▶ [WHAT TO WORK ON] Extract every line in the rows below that contains the string "mountain". Matching is case-sensitive.

▶ [INFORMATION GIVEN]
######
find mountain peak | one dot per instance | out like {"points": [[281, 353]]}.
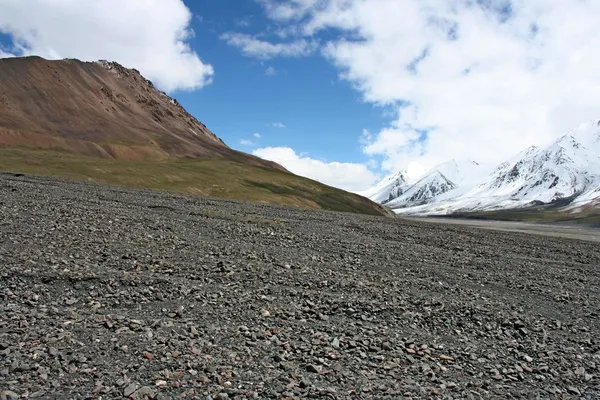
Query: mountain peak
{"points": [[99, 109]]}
######
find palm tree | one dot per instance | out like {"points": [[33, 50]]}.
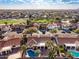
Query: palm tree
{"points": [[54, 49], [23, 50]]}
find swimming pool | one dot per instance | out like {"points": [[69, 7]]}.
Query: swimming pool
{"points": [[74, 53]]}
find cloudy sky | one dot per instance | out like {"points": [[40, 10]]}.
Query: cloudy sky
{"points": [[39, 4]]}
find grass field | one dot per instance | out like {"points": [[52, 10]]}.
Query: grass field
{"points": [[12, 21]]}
######
▶ [EXERCISE ANSWER]
find mountain peak | one dot per instance | out like {"points": [[281, 353]]}.
Query: mountain peak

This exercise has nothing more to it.